Stored rows:
+++++

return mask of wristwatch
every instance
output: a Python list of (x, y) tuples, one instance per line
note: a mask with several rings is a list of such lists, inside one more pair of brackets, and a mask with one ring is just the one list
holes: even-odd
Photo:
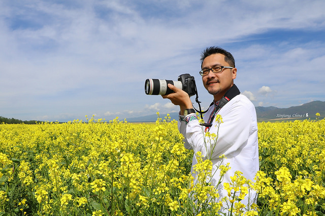
[(185, 109), (185, 110), (184, 110), (184, 115), (185, 116), (189, 114), (195, 113), (196, 112), (194, 109)]

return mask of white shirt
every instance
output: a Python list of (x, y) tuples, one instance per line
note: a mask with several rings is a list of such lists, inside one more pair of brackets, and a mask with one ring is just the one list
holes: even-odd
[[(209, 108), (203, 117), (205, 122), (207, 121), (213, 109), (214, 106)], [(197, 163), (196, 154), (198, 151), (201, 152), (204, 160), (209, 158), (212, 161), (212, 173), (216, 165), (220, 161), (220, 155), (223, 154), (226, 157), (222, 162), (223, 165), (230, 163), (231, 168), (225, 174), (223, 182), (218, 188), (220, 195), (219, 201), (222, 197), (228, 196), (228, 192), (223, 189), (223, 183), (231, 182), (230, 177), (234, 176), (236, 171), (241, 171), (247, 179), (253, 181), (259, 169), (259, 161), (256, 111), (251, 102), (246, 96), (238, 95), (227, 103), (217, 114), (221, 115), (223, 122), (219, 125), (216, 145), (213, 152), (210, 145), (206, 147), (205, 145), (204, 128), (203, 129), (198, 120), (190, 121), (187, 124), (184, 121), (179, 121), (178, 129), (185, 137), (185, 147), (194, 151), (192, 173), (193, 166)], [(215, 117), (209, 130), (210, 133), (218, 133), (216, 124)], [(195, 178), (195, 174), (193, 177)], [(219, 179), (219, 172), (217, 171), (211, 182), (215, 186)], [(254, 191), (251, 193), (252, 197), (251, 203), (255, 195)], [(247, 205), (248, 201), (248, 195), (246, 195), (245, 199), (241, 202)]]

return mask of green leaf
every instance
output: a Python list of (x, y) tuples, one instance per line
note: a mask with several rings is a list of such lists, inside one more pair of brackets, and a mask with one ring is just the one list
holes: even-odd
[(90, 205), (96, 210), (101, 210), (102, 209), (102, 205), (95, 201), (91, 201)]

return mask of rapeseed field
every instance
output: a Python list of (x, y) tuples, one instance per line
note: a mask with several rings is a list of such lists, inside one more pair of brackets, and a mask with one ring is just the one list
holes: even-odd
[[(211, 161), (198, 153), (193, 184), (193, 152), (170, 118), (0, 124), (0, 215), (325, 215), (325, 119), (258, 123), (254, 181), (236, 172), (214, 202)], [(250, 190), (257, 204), (245, 206)]]

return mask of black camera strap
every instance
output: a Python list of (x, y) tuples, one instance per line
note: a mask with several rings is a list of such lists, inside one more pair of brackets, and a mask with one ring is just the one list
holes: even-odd
[[(204, 114), (206, 112), (207, 112), (208, 110), (209, 110), (209, 109), (210, 108), (210, 107), (214, 104), (214, 102), (213, 101), (212, 103), (211, 103), (211, 104), (209, 106), (209, 108), (208, 108), (208, 109), (207, 109), (205, 111), (202, 111), (201, 109), (201, 106), (200, 104), (200, 103), (201, 102), (200, 101), (199, 101), (199, 96), (198, 95), (198, 91), (197, 91), (196, 92), (197, 92), (197, 97), (196, 98), (196, 101), (199, 104), (199, 108), (200, 109), (200, 111), (196, 109), (195, 107), (194, 107), (194, 109), (197, 111), (197, 112), (201, 114), (201, 118), (203, 119), (203, 116), (202, 115), (202, 114)], [(217, 110), (218, 110), (221, 108), (222, 108), (222, 107), (223, 107), (223, 106), (224, 106), (225, 104), (228, 103), (231, 100), (232, 100), (233, 98), (235, 98), (236, 96), (239, 95), (240, 94), (240, 92), (239, 91), (239, 90), (238, 89), (237, 87), (235, 84), (234, 84), (233, 86), (230, 89), (229, 89), (228, 91), (227, 91), (227, 92), (225, 93), (225, 94), (224, 94), (222, 98), (221, 98), (221, 99), (220, 100), (220, 102), (219, 102), (219, 104), (218, 104), (218, 106), (217, 107)], [(214, 118), (214, 115), (215, 115), (215, 115), (213, 115), (213, 116), (212, 117), (211, 120), (211, 122), (212, 122), (212, 121), (213, 120), (213, 119)], [(211, 123), (201, 123), (200, 124), (201, 124), (203, 126), (205, 126), (206, 127), (211, 127), (211, 126), (212, 126), (212, 124)]]

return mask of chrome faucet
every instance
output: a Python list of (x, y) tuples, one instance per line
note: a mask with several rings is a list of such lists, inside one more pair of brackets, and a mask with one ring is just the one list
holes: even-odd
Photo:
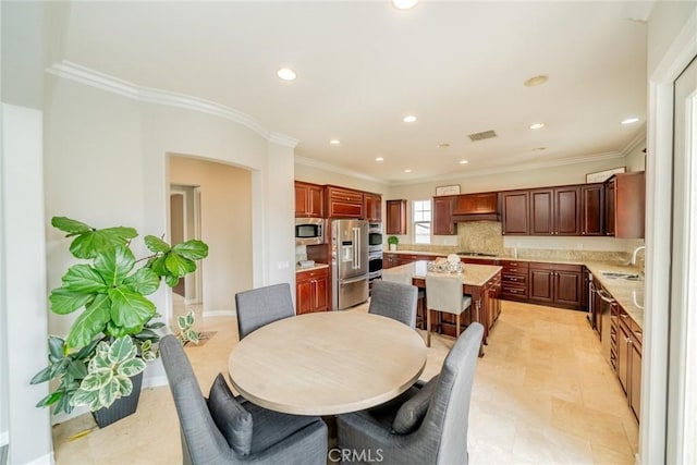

+++++

Task brief: Arrange every line of the rows above as a numbered list, leaving out blank lines and the pictures.

Task output:
1. return mask of wristwatch
2. every instance
3. output: a Python list of (x, y) tuples, one instance per line
4. note: a mask with several rings is a list of such lists, inside one more pair of brackets, and a mask with one ring is just the one list
5. holes: even-odd
6. Photo:
7. [(185, 109), (185, 110), (184, 110), (184, 115), (185, 116), (189, 114), (195, 113), (196, 112), (194, 109)]
8. return mask of white shirt
9. every instance
10. output: a Python list of (x, y) tuples, one instance per line
11. note: a mask with several rings is a list of such lists, inside one more pair of brackets, and a mask with one ring is just the one list
12. holes: even-odd
13. [[(209, 108), (203, 117), (205, 122), (207, 121), (213, 109), (214, 106)], [(197, 163), (196, 154), (198, 151), (201, 152), (204, 160), (209, 158), (212, 161), (212, 173), (216, 165), (220, 161), (220, 155), (223, 154), (226, 157), (222, 162), (223, 165), (230, 163), (231, 168), (225, 174), (223, 182), (218, 188), (220, 195), (219, 201), (222, 197), (228, 196), (228, 192), (223, 189), (223, 183), (231, 182), (230, 177), (234, 176), (236, 171), (241, 171), (247, 179), (253, 181), (259, 169), (259, 161), (256, 111), (251, 102), (246, 96), (238, 95), (227, 103), (217, 114), (221, 115), (223, 122), (219, 125), (216, 145), (213, 152), (210, 145), (206, 147), (205, 145), (204, 128), (203, 129), (198, 120), (190, 121), (187, 124), (184, 121), (179, 121), (178, 129), (185, 137), (185, 147), (194, 151), (192, 173), (193, 166)], [(215, 117), (209, 130), (210, 133), (218, 133), (216, 124)], [(195, 178), (195, 174), (193, 177)], [(219, 179), (219, 172), (217, 171), (211, 182), (215, 186)], [(254, 191), (251, 193), (252, 197), (251, 203), (255, 195)], [(247, 205), (248, 201), (248, 195), (246, 195), (245, 199), (241, 202)]]
14. return mask of green leaf
15. every instance
16. output: a Python list of (x, y) tuples, one instance per line
17. note: a mask with several rings is a list of such lists, inside one more pair of brackets, and a mask with one ring is just the one list
18. holes: even-odd
19. [(90, 205), (96, 210), (101, 210), (102, 209), (102, 205), (95, 201), (91, 201)]
20. return mask of rapeseed field
21. every instance
22. output: a Python list of (x, y) tuples, one instance per line
23. note: a mask with several rings is a list of such lists, inside one more pair of brackets, and a mask with one ring is just the one list
24. holes: even-odd
25. [[(211, 161), (198, 153), (193, 184), (193, 152), (170, 118), (0, 124), (0, 215), (325, 215), (325, 119), (258, 123), (254, 181), (236, 172), (214, 202)], [(250, 190), (257, 204), (245, 206)]]
26. return mask of black camera strap
27. every instance
28. output: a Python list of (x, y) tuples, one instance per line
29. note: a mask with several rings is a list of such lists, inside one more pair of brackets, and a mask with one ring is just the one list
30. holes: even-odd
31. [[(204, 114), (206, 112), (207, 112), (208, 110), (209, 110), (209, 109), (210, 108), (210, 107), (214, 104), (214, 102), (213, 101), (212, 103), (211, 103), (211, 104), (209, 106), (209, 108), (208, 108), (208, 109), (207, 109), (205, 111), (202, 111), (201, 109), (201, 106), (200, 104), (200, 103), (201, 102), (200, 101), (199, 101), (199, 96), (198, 95), (198, 91), (197, 91), (196, 92), (197, 92), (197, 97), (196, 98), (196, 101), (199, 104), (199, 108), (200, 109), (200, 111), (196, 109), (195, 107), (194, 107), (194, 109), (197, 111), (197, 112), (201, 114), (201, 118), (203, 119), (203, 116), (202, 115), (202, 114)], [(217, 110), (218, 110), (221, 108), (222, 108), (222, 107), (223, 107), (223, 106), (224, 106), (225, 104), (228, 103), (231, 100), (232, 100), (233, 98), (235, 98), (236, 96), (239, 95), (240, 94), (240, 92), (239, 91), (239, 90), (238, 89), (237, 87), (235, 84), (234, 84), (233, 86), (230, 89), (229, 89), (228, 91), (227, 91), (227, 92), (225, 93), (225, 94), (224, 94), (222, 98), (221, 98), (221, 99), (220, 100), (220, 102), (219, 102), (219, 104), (218, 104), (218, 106), (217, 107)], [(214, 118), (214, 115), (215, 115), (215, 115), (213, 115), (213, 116), (212, 117), (211, 120), (211, 122), (212, 122), (212, 121), (213, 120), (213, 119)], [(211, 123), (201, 123), (200, 124), (201, 124), (203, 126), (205, 126), (206, 127), (211, 127), (211, 126), (212, 126), (212, 124)]]
32. return mask of chrome faucet
33. every instance
34. output: a Python list of (x, y) tuples, one instance per line
35. note: a mask with several rings is a list of such lists, inside one more pair of brackets, and a mask with one ring is just the one list
36. holes: even-odd
37. Photo:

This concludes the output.